==== Document text ====
Ostensibly the most privileged of the diarists considered in this book, Violet Dickinson had one of the most difficult lives. She had a fraught, distant relationship with her mother, her often-absent art dealer father played an ambivalent role in her life, and for many years the family had no permanent home. As a young woman, underneath the superficial, nouveau-riche assurance, Dickinson was deeply uncertain of her direction in life. She fled her high-society milieu for the safety of an East Kent smallholding, in company with her younger brother Cedric. Rural self-sufficiency and craftwork appears to have provided a measure of stability, fulfilment and peace of mind for Dickinson. However, her successive moves to smallholdings in Sussex and then Somerset were indicative of continuing emotional tensions (some linked to her closet lesbianism), and her efforts to construct a new ‘family’ about her in these secluded rural settings were only partially successful.
Landscape played many roles in Beatrix Cresswell’s life. Left as a young woman by her older siblings to look after their ageing and querulous mother, she sought relief by walking on nearby Haldon Hill or taking long cycle rides through the Devon lanes, mud and snow notwithstanding. Flower-gathering ministered to her sense of beauty and gave opportunities to connect with friends. She delighted in Dartmoor’s wildness and open spaces, which spoke to her refusal to submit to personal or social constraints. Above all, her ruralism expressed deep-seated loyalties formed early in life to the Anglican faith in which she had been raised, to her county and to her beloved clerical father, whose unexpected death affected her profoundly. These unwavering commitments came together in the central project of her life, a remarkably ambitious attempt to visit every one of Devon’s Anglican churches, which took her up hill and down dale across the Devon countryside. For Cresswell, what mattered most about the countryside was that, in her eyes, it was stable and unchanging, guaranteeing continuity in a way she had learnt she could not rely on other aspects of life to provide.
==== Material ====
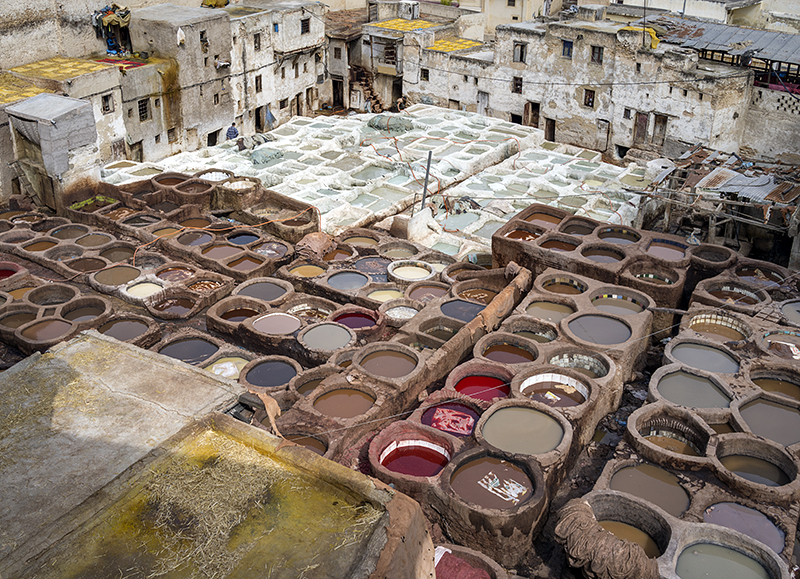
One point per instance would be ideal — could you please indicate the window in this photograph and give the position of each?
====
• [Exercise prompt]
Continue the passage on the rural lives of the diarists Violet Dickinson and Beatrix Cresswell, starting after its last sentence.

• [Response to this task]
A friend and follower of Walt Whitman’s, John Johnston loved the countryside for many reasons. In one sense he was an Adherer like Hallam and Cresswell: the landscape he loved most of all was that of his native Annan with its river, bridge and meadows. He was also an Explorer, whose careful observations of nature were prompted by a quest for spiritual more than scientific knowledge, and a Withdrawer, who repeatedly turned his back on dirty, smoky Bolton to find refuge in nature. Yet more than he was Adherer, Explorer or Withdrawer, Johnston was a Restorer. He went to the countryside to recompose something that was impaired and disordered by the constant turbulence to which his very active life exposed him. ‘Loafing’ quietly in secluded rural locations played a crucial role in sustaining the ethical and spiritual framework he drew on to endure professional difficulties and personal losses.